→ **RECORD EXTRACTS**:
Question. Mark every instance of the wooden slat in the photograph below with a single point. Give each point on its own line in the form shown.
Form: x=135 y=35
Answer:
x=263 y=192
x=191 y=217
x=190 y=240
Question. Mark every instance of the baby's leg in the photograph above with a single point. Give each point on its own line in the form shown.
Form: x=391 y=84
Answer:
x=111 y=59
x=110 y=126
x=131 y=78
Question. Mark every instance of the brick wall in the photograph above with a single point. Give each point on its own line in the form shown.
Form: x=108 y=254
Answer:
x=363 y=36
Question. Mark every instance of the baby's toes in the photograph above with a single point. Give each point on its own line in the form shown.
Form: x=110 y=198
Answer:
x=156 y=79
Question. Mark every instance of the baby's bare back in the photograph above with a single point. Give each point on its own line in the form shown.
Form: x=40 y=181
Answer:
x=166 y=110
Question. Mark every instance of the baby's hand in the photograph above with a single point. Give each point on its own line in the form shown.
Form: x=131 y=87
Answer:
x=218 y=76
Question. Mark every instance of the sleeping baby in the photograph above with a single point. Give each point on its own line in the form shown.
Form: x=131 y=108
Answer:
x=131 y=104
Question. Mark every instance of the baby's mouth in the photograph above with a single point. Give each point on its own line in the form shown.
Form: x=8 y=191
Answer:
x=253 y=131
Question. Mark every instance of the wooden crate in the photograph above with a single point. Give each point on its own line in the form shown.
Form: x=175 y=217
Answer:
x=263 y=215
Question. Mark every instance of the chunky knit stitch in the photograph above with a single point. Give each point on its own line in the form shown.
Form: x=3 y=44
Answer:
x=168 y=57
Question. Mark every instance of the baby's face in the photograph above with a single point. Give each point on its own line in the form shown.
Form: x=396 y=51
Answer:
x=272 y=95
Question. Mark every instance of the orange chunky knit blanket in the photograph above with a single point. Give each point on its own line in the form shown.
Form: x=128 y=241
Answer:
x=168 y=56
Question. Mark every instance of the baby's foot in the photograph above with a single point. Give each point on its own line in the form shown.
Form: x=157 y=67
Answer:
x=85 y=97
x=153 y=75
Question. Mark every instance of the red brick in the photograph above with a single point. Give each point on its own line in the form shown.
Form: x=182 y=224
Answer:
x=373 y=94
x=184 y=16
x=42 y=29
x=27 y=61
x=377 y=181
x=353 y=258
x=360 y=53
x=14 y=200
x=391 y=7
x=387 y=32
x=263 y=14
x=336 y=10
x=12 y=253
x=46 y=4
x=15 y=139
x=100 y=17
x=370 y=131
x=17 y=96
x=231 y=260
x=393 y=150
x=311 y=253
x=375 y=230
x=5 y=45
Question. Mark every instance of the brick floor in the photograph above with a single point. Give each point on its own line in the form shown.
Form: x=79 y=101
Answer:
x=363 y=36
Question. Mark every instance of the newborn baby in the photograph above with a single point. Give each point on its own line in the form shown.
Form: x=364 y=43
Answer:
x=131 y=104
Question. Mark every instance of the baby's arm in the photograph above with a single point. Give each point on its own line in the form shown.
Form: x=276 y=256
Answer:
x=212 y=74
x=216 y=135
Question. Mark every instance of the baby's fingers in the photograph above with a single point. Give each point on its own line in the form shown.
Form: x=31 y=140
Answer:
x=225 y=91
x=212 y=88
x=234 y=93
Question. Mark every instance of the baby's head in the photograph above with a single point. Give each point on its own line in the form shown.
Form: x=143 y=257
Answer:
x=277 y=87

→ **WRITTEN PROBLEM**: Retype every row above line for line, with no change to any word, number, or punctuation mark.

→ **FINISHED ANSWER**:
Question. Mark every instance of the wooden slat in the photograph below with a single point. Give each point on its own line in the form shown.
Form: x=135 y=35
Answer:
x=263 y=192
x=191 y=217
x=190 y=240
Question. Mark every instance of the baby's leg in the photograph above with a single point. Give each point on its own line in the form shown.
Form: x=391 y=84
Answer:
x=111 y=59
x=110 y=126
x=131 y=78
Question. Mark every instance of the brick wall in the photograph above with a single point. Give each point on its own line in the form shown.
Form: x=108 y=254
Answer:
x=363 y=36
Question. Mark every instance of the baby's toes in the photograph above with a single point. Give each point on its own line in the form shown.
Form: x=110 y=198
Answer:
x=156 y=79
Question. Mark every instance of the baby's bare back in the photograph above with a single point. Give each point on its own line in the form shown.
Form: x=40 y=181
Answer:
x=166 y=110
Question. Mark every instance of the baby's hand in the photograph above with a single point. Give each point on its own line in the form shown.
Form: x=131 y=87
Answer:
x=218 y=76
Question. Mark every instance of the sleeping baby in the photograph above with a single point. Give each point on its own line in the form shown.
Form: x=131 y=108
Answer:
x=131 y=104
Question. Mark every instance of the baby's mouth in the photograph above with a single point. Give each point on its own line in the form shown.
Form: x=8 y=191
Answer:
x=253 y=131
Question. Mark every instance of the wooden crate in the photograph above with a single point. Give each point on its own line in the form shown.
Form: x=175 y=217
Answer:
x=263 y=215
Question. Mark every instance of the chunky knit stitch in the photograph above with a single point. Give each point on its own line in the form shown.
Form: x=3 y=44
Answer:
x=168 y=57
Question. Mark every instance of the baby's face in the photograph above with a single point. Give each point on its own line in the form shown.
Form: x=396 y=51
Answer:
x=272 y=95
Question. Mark every instance of the orange chunky knit blanket in the photograph above with a single point. Give each point on its own line in the form shown.
Form: x=128 y=241
Answer:
x=168 y=56
Question. Mark every instance of the baby's foot in the photograph above with a single point. Give each point on its own line in the form shown.
Form: x=157 y=67
Answer:
x=85 y=97
x=153 y=75
Question. Mark every instance of the red brick in the photograph above with a single point. Give each point on its own line in the form shown.
Form: x=182 y=224
Answer:
x=373 y=94
x=184 y=16
x=42 y=29
x=27 y=61
x=377 y=181
x=353 y=258
x=360 y=53
x=14 y=200
x=391 y=7
x=387 y=32
x=263 y=14
x=336 y=10
x=12 y=253
x=46 y=4
x=15 y=139
x=100 y=17
x=370 y=131
x=17 y=96
x=231 y=260
x=393 y=150
x=311 y=253
x=375 y=230
x=5 y=45
Question. Mark every instance of the brick floor in the photograph above with a single point. Give each point on its own line in the form shown.
Form: x=79 y=101
Answer:
x=363 y=36
Question. Mark every instance of the newborn baby in the photograph above with a single point. Give each point on its own line in the form shown.
Form: x=364 y=43
Answer:
x=131 y=104
Question. Mark every instance of the baby's arm in the photograph above with a single point. Give each point on its own line in the form shown.
Form: x=276 y=256
Answer:
x=212 y=74
x=216 y=135
Question. Mark every instance of the baby's fingers in the photograph above with a single point. Give each point on its own line in the form shown.
Form: x=31 y=140
Answer:
x=225 y=91
x=212 y=88
x=234 y=93
Question. Mark every instance of the baby's head in the photograph above with a single point. Give each point on its own line in the form shown.
Form: x=143 y=257
Answer:
x=277 y=87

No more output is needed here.